Required work:
Copy the stretch of records from the line containing "In the photo above, where can the high-rise" through the line containing "point(202, 93)", substituting "image" for every "photo" and changing nothing else. Leave the pictures out of your copy.

Data rows:
■ ■ ■ ■
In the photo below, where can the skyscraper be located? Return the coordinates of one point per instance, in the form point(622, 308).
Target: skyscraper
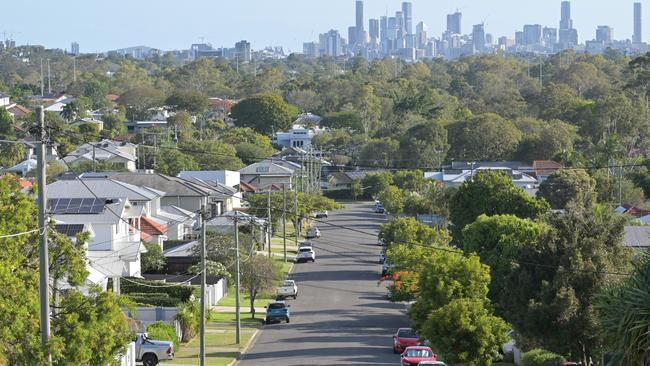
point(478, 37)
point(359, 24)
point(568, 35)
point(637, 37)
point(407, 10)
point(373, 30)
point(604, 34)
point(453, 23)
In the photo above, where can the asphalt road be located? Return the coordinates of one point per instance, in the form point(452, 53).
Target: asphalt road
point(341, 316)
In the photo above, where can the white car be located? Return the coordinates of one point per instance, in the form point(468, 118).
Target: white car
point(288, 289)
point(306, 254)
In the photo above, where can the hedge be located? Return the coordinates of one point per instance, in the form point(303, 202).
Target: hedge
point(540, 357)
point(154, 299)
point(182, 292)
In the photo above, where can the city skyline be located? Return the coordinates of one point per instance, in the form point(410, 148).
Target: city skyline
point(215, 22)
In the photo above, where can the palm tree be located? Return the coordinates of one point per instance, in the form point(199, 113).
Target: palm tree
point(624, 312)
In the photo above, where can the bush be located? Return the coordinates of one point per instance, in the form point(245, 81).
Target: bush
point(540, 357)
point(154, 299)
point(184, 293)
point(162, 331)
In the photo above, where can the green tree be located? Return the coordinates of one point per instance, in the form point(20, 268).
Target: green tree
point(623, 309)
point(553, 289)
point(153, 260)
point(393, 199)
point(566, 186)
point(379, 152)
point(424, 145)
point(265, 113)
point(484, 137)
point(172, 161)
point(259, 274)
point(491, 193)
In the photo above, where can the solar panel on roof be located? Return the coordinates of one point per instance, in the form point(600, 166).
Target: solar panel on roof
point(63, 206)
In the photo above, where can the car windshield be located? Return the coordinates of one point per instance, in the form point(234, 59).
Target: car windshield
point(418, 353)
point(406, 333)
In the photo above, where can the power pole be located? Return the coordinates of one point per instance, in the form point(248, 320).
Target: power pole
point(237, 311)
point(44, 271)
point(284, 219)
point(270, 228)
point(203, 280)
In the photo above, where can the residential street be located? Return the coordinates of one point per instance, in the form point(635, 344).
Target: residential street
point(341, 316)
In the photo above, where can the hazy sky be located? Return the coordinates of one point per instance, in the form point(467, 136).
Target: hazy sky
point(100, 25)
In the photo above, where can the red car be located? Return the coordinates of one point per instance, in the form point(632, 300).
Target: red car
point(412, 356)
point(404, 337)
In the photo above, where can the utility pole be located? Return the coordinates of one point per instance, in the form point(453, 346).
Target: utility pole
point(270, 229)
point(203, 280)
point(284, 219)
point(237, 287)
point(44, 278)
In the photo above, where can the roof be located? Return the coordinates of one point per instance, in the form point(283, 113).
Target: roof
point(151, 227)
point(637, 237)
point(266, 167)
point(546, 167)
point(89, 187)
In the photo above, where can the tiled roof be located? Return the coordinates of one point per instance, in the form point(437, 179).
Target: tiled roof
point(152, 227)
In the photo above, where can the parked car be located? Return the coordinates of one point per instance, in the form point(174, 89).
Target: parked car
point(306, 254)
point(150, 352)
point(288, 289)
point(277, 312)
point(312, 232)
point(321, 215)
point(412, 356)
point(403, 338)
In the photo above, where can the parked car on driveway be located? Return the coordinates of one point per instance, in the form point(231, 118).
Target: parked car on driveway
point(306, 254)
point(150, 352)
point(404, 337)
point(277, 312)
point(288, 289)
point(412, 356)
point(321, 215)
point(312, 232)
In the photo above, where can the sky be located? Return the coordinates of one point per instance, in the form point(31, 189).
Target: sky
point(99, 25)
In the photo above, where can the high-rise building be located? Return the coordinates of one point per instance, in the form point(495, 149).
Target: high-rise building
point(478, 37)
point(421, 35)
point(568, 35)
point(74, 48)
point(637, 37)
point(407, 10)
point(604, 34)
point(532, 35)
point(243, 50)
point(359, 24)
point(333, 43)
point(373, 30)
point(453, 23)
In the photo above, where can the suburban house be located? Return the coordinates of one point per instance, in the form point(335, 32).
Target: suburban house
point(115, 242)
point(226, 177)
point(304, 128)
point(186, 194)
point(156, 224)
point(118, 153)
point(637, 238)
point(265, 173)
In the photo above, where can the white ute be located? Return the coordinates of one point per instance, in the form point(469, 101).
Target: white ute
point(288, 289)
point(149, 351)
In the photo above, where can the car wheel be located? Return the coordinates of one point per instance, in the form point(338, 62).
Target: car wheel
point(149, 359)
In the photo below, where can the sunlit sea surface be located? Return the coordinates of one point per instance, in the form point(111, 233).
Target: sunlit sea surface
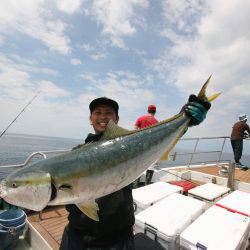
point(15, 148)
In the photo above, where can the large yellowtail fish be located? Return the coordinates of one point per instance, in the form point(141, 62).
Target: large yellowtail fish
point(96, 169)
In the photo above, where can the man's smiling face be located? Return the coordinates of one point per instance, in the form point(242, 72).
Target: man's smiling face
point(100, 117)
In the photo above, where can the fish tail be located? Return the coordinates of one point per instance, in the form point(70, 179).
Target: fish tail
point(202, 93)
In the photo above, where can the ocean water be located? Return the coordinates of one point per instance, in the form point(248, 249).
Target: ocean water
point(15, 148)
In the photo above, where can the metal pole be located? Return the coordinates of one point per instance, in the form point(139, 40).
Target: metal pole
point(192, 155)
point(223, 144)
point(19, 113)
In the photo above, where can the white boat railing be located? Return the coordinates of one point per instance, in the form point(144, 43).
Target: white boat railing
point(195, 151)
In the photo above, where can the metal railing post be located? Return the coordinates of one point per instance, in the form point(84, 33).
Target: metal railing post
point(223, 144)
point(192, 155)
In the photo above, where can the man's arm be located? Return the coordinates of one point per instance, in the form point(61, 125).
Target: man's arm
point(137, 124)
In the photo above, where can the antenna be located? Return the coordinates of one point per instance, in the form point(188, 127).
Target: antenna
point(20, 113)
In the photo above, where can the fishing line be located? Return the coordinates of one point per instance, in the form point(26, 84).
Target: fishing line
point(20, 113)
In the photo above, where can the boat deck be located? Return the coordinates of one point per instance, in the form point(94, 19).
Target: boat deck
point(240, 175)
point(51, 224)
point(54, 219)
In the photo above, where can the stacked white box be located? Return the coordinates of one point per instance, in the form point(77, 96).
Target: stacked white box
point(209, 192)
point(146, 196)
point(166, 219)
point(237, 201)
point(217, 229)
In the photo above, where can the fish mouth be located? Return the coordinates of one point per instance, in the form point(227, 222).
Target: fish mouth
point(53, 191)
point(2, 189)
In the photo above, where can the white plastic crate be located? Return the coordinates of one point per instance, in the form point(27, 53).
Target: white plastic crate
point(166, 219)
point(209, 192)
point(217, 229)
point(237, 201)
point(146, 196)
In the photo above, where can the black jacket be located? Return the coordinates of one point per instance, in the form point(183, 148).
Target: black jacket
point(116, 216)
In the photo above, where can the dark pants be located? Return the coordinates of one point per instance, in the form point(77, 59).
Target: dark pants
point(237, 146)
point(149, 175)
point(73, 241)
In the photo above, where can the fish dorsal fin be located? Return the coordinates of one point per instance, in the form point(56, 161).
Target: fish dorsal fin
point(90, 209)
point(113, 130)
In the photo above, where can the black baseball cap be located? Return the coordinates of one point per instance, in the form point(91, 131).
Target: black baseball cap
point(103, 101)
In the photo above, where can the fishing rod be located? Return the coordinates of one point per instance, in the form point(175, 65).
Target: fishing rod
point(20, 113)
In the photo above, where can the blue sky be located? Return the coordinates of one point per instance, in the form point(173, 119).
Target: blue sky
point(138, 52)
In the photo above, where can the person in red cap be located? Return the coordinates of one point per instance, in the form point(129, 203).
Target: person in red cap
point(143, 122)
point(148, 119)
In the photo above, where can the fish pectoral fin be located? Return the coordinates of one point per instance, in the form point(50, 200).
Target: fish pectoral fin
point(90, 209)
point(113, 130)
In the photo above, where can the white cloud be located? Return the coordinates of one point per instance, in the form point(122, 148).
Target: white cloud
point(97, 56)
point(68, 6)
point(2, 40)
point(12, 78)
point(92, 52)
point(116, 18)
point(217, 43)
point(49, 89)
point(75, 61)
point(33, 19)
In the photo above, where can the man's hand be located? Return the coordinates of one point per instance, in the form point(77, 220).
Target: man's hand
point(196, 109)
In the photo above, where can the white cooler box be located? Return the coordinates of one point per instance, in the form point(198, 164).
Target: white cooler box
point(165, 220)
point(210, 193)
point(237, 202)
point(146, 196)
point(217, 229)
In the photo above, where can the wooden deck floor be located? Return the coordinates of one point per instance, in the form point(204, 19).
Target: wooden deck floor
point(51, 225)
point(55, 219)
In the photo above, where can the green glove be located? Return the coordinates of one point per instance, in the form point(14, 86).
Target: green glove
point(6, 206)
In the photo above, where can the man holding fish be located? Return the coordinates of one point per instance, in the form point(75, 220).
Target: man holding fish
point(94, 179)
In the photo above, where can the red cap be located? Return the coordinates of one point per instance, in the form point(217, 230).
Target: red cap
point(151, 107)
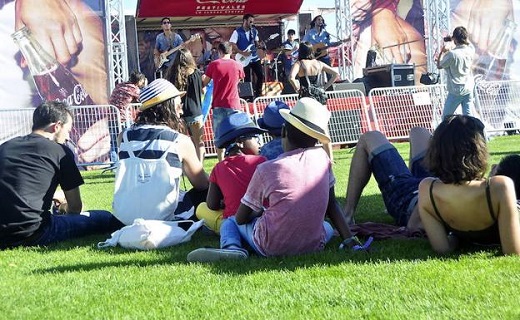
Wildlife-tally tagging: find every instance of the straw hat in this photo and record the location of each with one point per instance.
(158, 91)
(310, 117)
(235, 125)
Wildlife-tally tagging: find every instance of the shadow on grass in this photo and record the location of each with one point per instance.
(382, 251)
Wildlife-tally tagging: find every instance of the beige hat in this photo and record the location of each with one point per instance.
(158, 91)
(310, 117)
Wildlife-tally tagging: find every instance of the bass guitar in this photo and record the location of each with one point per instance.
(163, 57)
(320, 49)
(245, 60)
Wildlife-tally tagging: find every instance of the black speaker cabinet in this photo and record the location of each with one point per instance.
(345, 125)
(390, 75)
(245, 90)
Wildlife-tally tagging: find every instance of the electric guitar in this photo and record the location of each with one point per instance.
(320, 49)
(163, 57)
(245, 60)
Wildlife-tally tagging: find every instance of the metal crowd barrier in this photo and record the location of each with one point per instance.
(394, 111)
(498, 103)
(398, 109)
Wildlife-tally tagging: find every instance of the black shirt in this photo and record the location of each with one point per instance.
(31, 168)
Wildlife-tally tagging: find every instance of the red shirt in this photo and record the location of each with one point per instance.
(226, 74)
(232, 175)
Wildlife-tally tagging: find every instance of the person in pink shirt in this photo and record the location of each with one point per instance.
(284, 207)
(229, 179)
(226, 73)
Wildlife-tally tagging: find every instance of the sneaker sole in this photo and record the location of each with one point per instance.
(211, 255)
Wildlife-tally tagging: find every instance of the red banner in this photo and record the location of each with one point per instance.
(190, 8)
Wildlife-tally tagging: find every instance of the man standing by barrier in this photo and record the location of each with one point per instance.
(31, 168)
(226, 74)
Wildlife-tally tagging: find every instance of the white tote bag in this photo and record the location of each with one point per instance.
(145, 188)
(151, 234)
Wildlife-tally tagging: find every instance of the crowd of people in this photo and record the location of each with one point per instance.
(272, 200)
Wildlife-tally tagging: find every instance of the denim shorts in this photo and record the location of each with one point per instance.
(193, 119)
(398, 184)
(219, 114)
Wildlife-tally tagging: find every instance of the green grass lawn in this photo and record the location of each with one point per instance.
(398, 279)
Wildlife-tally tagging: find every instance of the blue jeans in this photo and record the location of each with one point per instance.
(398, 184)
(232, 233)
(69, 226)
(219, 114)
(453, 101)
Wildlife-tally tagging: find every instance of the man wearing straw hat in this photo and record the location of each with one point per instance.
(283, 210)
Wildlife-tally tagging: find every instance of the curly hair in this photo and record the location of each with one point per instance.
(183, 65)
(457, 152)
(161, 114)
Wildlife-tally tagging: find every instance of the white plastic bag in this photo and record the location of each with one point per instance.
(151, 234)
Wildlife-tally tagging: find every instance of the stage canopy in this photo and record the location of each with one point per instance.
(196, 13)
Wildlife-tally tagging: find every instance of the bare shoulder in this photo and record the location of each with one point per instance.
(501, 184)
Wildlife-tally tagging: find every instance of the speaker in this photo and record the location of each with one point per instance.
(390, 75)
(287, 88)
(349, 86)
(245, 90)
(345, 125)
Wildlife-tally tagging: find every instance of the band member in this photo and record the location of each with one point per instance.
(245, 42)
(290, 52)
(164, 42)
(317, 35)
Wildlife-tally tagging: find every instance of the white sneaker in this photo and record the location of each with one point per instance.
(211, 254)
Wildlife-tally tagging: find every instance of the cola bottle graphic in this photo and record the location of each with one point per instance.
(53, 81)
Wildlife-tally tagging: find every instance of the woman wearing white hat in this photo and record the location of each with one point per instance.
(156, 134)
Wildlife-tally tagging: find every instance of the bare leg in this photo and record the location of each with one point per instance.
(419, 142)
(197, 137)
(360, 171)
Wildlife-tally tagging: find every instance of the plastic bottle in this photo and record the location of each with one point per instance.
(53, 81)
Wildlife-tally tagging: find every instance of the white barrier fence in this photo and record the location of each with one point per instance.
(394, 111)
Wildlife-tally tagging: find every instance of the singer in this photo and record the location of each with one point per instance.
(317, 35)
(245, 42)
■ ■ ■ ■
Result of the exercise:
In the image above, where can the high-rise building be located? Return the coordinates of one point per instance, in the form point(495, 149).
Target: high-rise building
point(478, 37)
point(421, 35)
point(568, 35)
point(74, 48)
point(637, 37)
point(407, 10)
point(604, 34)
point(532, 35)
point(243, 50)
point(359, 24)
point(333, 43)
point(373, 30)
point(453, 23)
In the image above, where can the suburban house be located? Return the coordinates of one point per instance, in the form point(335, 32).
Target: suburban house
point(115, 242)
point(226, 177)
point(304, 128)
point(186, 194)
point(156, 224)
point(118, 153)
point(637, 238)
point(265, 173)
In the image above, where can the white ute be located? Return the coordinates of one point per instance, in the form point(469, 101).
Target: white ute
point(288, 289)
point(149, 351)
In the image above, where can the car wheel be located? Return the coordinates of one point per instance, in the form point(338, 62).
Target: car wheel
point(149, 359)
In the image below, where can the sunlit sea surface be located? Return the coordinates of one point per instance, in the form point(111, 233).
Target: sunlit sea surface
point(15, 148)
In the image above, where can the large yellowtail fish be located? Return the coordinates of one point per instance, in the form point(141, 62).
Target: large yellowtail fish
point(96, 169)
In the image above, where can the man's smiling face be located? Return the coordinates of one point per instance, in the form point(242, 72).
Target: man's smiling face
point(100, 117)
In the image above, where can the fish tail be located? Return the coordinates of one point per instance, in the form point(70, 179).
Target: fish tail
point(202, 93)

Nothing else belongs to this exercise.